Texte d'étude.
↓↓↓

Carmel
De Mme Martin à son frère Isidore Guérin CF 13 – 23 avril 1865

DE  
GUÉRIN Zélie, Madame Louis Martin
À 
GUÉRIN Isidore

23/04/1865

 
Lettre de Mme Martin à son frère Isidore CF 13
23 avril 1865
A la hâte, je te trace deux mots, car je suis incapable d'écrire une longue lettre, j'ai un violent mal de tête et suis en butte à des tracasseries incessantes. De plus, nous avons mon beau‑père qui est presque mourant, je ne pense pas qu'il soit en vie dans quinze jours; il meurt de vieillesse. il a déjà la moitié du corps paralysée (Le capitaine Pierre‑François Martin était alors dans sa quatre-vingt-neuvième année).
Nous avons reçu ta lettre, je ne me souviens pas de tout ce qu'elle contenait. Je sais que tu as réussi dans tes examens, que tu as reçu l'argent que nous t'avons envoyé, que l'oncle et la tante se portent bien, qu'il faut que mon père aille à Paris, ce qu'il ne fera pas. I1 a eu, la semaine dernière, la jambe enflée et a été plusieurs jours sans pouvoir sortir; il va mieux maintenant, mais le membre est encore raide, je crains toujours une attaque de paralysie. Il a vu le médecin qui lui a dit de se mettre à la diète, ce qu'il n'a pas envie de faire, car il a bon appétit. Il a eu chez lui, pendant quelques jours, son neveu, le fils de G. Guérin. C'est un petit « tripotot », qui ressemble plutôt à une femme de ménage qu'à un étudiant...
La petite Léonie se porte bien maintenant, ainsi que les trois autres. Je suis allée voir, il y a quinze jours, celle qui est en nourrice; je ne me souviens pas d'avoir jamais éprouvé un saisissement de bonheur tel qu'au moment où je l'ai prise dans mes bras, et où elle m'a souri si gracieu­sement, que je croyais voir un ange; enfin, c'est inexpri­mable pour moi; je crois que l'on n'a pas vu encore et qu'on ne verra jamais une petite fille aussi charmante. Ma petite Hélène, quand donc aurai‑je le bonheur de la posséder entièrement ? Je ne puis me figurer que j'ai l'honneur d'être la mère d'une créature aussi délicieuse !... Oh ! va, je ne me repens pas de m'être mariée. Si tu avais vu les deux aînées aujourd'hui, comme elles étaient bien toilettées, tout le monde les admirait et on ne pouvait en détourner les yeux. Et moi, j'étais là rayonnante, je me disais: « C'est à moi ! J'en ai encore deux autres qui ne sont pas là, une belle et une moins belle que j'aime autant que les autres, mais elle ne me fera pas tant d'honneur. »
Parlons d'autres choses plus sérieuses. Tu sais qu'étant jeune fille, je me suis donné un coup dans la poitrine, à l'angle d'une table. On n'y fit pas alors attention, mais aujour­d'hui, j'ai une glande au sein qui me cause de l'inquiétude, surtout depuis qu'elle me fait un peu souffrir. Cependant, quand j'y touche, elle ne me fait aucun mal, bien que je sente tous les jours et plusieurs fois par jour, des engour­dissements, enfin, je ne saurais pas trop dire quoi, mais ce qu'il y a de certain, c'est qu'elle me fait souffrir.

↑↑↑

Problèmes à résoudre.
1. D'après la lettre, quelle partie du corps du père était enflée la semaine précédente ?
2. Recopiez dans la lettre tout ce qui va de « Nous avons reçu » jusqu'à « qu'à un étudiant... ».

Données extraites.
↓↓↓

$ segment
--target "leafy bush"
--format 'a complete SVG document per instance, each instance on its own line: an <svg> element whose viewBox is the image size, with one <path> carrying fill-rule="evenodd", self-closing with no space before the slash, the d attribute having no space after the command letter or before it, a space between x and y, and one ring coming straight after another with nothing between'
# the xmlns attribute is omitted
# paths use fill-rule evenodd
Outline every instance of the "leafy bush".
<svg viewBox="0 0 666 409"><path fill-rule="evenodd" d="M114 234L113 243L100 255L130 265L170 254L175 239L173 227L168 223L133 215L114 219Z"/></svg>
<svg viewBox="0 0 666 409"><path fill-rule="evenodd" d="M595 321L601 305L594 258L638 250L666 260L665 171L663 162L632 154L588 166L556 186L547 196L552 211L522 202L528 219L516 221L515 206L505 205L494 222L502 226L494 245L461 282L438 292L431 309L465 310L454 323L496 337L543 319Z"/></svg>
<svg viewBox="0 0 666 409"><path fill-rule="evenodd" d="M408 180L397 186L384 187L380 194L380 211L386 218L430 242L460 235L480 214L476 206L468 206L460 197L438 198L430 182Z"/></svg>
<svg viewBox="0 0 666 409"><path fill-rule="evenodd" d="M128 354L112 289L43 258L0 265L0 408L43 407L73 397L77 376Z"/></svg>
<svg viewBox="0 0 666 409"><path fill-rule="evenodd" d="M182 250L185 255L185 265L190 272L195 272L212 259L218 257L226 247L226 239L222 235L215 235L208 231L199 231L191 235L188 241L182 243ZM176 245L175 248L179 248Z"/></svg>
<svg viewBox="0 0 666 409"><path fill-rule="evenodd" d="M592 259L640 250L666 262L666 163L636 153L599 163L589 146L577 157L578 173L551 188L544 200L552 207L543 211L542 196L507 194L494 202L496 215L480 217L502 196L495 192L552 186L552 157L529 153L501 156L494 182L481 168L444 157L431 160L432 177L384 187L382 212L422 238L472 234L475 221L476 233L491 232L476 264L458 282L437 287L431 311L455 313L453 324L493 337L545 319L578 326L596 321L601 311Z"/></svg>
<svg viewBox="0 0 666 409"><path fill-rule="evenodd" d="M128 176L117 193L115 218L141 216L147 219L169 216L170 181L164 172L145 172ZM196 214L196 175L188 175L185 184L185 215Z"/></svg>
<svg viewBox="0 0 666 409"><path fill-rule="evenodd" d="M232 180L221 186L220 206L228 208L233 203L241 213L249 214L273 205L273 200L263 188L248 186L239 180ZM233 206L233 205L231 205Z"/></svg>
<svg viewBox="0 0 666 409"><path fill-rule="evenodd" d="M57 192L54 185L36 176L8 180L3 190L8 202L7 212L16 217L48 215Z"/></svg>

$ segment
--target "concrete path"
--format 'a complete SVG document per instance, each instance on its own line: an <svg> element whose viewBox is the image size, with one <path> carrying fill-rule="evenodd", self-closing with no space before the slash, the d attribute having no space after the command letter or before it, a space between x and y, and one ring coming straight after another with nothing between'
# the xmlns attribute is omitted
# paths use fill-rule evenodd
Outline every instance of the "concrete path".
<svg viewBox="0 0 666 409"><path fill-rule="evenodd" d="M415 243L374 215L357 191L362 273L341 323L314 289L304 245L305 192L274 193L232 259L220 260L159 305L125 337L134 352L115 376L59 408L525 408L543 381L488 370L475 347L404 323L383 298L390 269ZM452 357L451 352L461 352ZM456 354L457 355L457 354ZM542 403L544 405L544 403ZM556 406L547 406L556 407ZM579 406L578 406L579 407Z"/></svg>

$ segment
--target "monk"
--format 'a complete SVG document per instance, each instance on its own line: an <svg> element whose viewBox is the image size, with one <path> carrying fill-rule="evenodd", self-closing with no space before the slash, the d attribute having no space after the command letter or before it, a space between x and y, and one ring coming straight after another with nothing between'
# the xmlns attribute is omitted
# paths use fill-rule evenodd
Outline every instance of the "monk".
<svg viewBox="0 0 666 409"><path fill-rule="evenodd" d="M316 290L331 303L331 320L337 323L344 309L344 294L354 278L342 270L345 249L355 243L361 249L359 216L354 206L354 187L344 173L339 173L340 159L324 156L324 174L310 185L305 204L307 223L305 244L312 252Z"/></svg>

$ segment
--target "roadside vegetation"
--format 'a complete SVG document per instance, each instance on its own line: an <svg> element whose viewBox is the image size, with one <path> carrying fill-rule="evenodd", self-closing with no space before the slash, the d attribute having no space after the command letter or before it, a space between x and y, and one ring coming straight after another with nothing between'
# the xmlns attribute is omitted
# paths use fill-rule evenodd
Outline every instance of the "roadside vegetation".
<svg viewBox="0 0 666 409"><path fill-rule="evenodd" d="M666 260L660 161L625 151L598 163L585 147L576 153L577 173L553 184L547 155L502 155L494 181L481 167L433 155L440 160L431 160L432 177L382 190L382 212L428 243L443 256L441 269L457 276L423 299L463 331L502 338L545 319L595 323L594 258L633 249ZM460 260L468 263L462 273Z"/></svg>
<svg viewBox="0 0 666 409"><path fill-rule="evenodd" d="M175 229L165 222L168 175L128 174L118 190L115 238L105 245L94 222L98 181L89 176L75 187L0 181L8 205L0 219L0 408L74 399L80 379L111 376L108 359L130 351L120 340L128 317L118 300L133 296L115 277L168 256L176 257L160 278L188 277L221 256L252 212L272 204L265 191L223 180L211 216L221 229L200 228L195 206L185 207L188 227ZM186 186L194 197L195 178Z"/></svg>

↑↑↑

Réponses par point.
1. Sa jambe.

2.
Nous avons reçu ta lettre, je ne me souviens pas de tout ce qu'elle contenait. Je sais que tu as réussi dans tes examens, que tu as reçu l'argent que nous t'avons envoyé, que l'oncle et la tante se portent bien, qu'il faut que mon père aille à Paris, ce qu'il ne fera pas. I1 a eu, la semaine dernière, la jambe enflée et a été plusieurs jours sans pouvoir sortir; il va mieux maintenant, mais le membre est encore raide, je crains toujours une attaque de paralysie. Il a vu le médecin qui lui a dit de se mettre à la diète, ce qu'il n'a pas envie de faire, car il a bon appétit. Il a eu chez lui, pendant quelques jours, son neveu, le fils de G. Guérin. C'est un petit « tripotot », qui ressemble plutôt à une femme de ménage qu'à un étudiant...